==== TASK DATA

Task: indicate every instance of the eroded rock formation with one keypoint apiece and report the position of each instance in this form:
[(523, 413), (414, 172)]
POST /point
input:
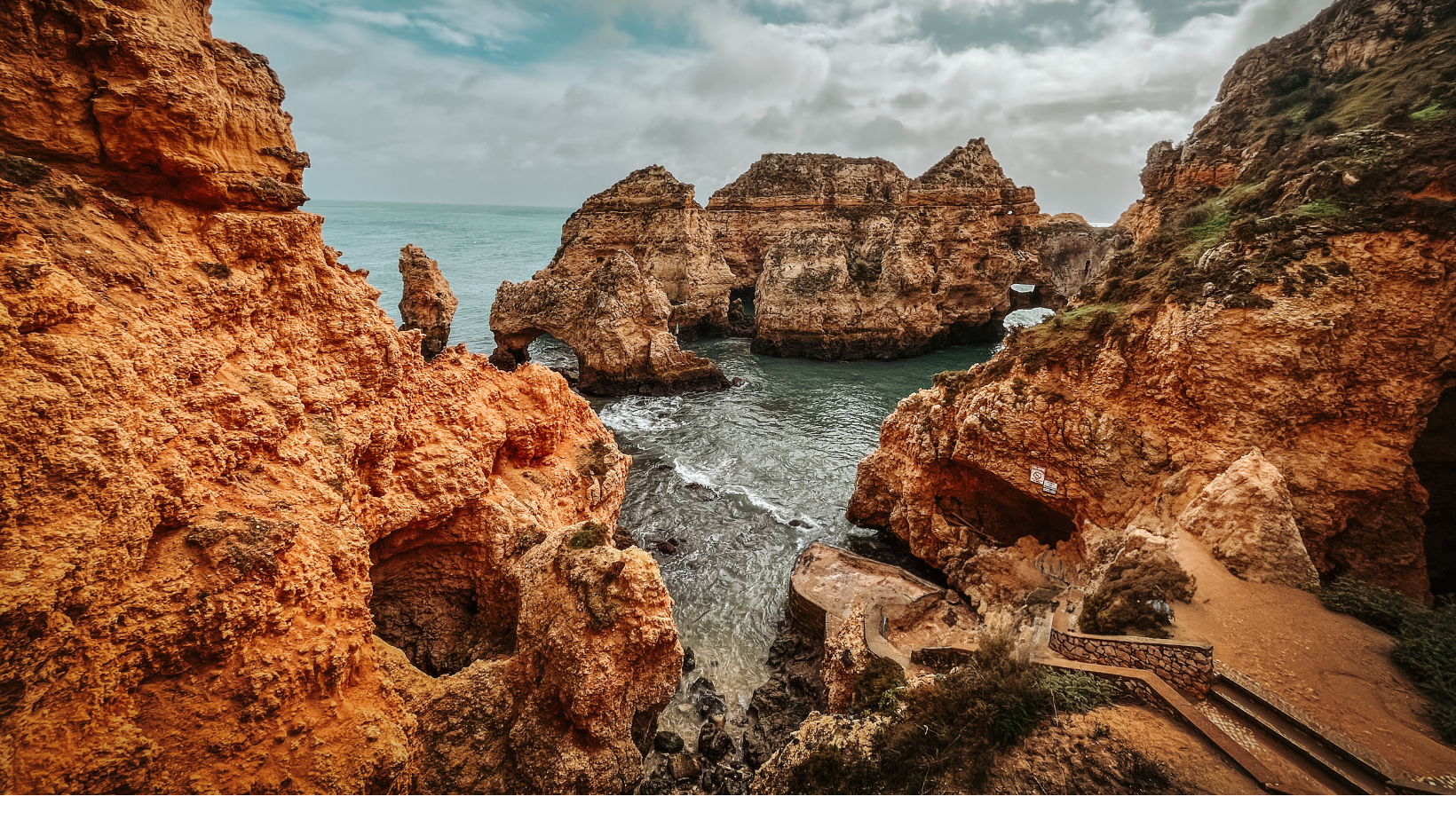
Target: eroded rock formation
[(852, 259), (428, 304), (839, 258), (218, 453), (1289, 288), (635, 264), (1246, 519)]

========

WHAT IS NEEDED: Which lines in the entries above contain the word "eroded"? Pick out each of those lines in full, counting only matches with the same case.

THE RESULT:
Task: indicate every instance of the eroded rock formation with one keypoint apiece and report the position of each instance in this form:
Target: eroded rock formation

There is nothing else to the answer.